- _TEXTO DE ORIGEM_

___

Há duas respostas possíveis a este desafio, que correspondem às colunas do meio e da direita da Tabela 1. Ambas são realistas no sentido de Musgrave, rejeitando o ceticismo e sustentado a crença nas teorias científicas. Mas no sentido de Dummett (e de Fine), uma é realista e a outra anti-realista, uma vez que discordam sobre se a verdade envolve a conformidade a uma realidade independente. A opção anti-realista dummettiana está ilustrada no artigo de Brian Ellis (Cap. VIII). Se pensarmos na verdade como correspondência a uma realidade independente, argumenta Ellis, então não há alternativa ao ceticismo de van Fraassen, pois não há modo de se estabelecer que as teorias com virtudes explicativas são geralmente verdadeiras. No entanto, esse hiato entre a excelência explicativa e a verdade pode ser ultrapassado, sublinha Ellis, se considerarmos que a verdade é, por definição, a perspectiva que devemos sustentar racionalmente, dados todos os indícios observáveis possíveis. Pois se é uma norma da racionalidade que devemos acreditar na mais explicativa (simples, elegante, unificadora) dentre as teorias subdeterminadas, então a melhor delas (dados todos os indícios) será por definição uma teoria verdadeira.
A posição de Ellis, que ele caracteriza como “realismo interno,” depende da sua abordagem “pragmática” da verdade como o que quer que seja justificável por normas racionais. Ellis, de fato, considera que as normas racionais são dadas a priori, e então define a verdade em termos dessas normas. A posição resultante é um anti-realismo no sentido de Dummett. Esta não faz os juízos alcançarem a verdade através do reino das sensações, ao estilo do anti-realismo fenomenista tradicional, mas nega que os juízos façam referência a algo independente das normas racionais do pensamento humano.
A abordagem pragmática da verdade proposta por Ellis não é de maneira alguma incontroversa. Note-se que não é um argumento a favor dela a idéia de que ofereceria uma resposta ao desafio cético. (Analogamente, que poderíamos ter conhecimento de árvores caso estas fossem apenas padrões de percepções, não é uma boa razão para pensar que as árvores são padrões de percepções.) Muitos filósofos preferem uma perspectiva alternativa, a de que a verdade deveria ser definida como conformidade a uma realidade independente, ao invés de em termos de normas da racionalidade humana.

___

- _MATERIAL FORNECIDO_

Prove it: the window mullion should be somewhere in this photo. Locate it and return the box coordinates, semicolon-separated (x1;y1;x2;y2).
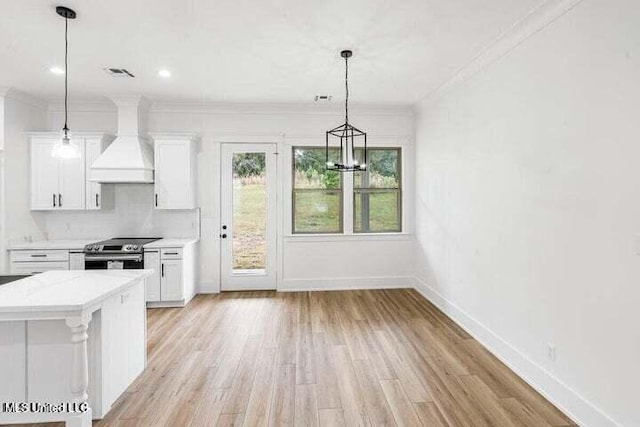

___

- _OBJETIVO DO EXERCÍCIO_
Enumere todos os filósofos citados nominalmente no texto sobre realismo e verdade, na ordem em que aparecem pela primeira vez.

- _RESPOSTA À TAREFA_
Musgrave, Dummett, Fine, Brian Ellis, van Fraassen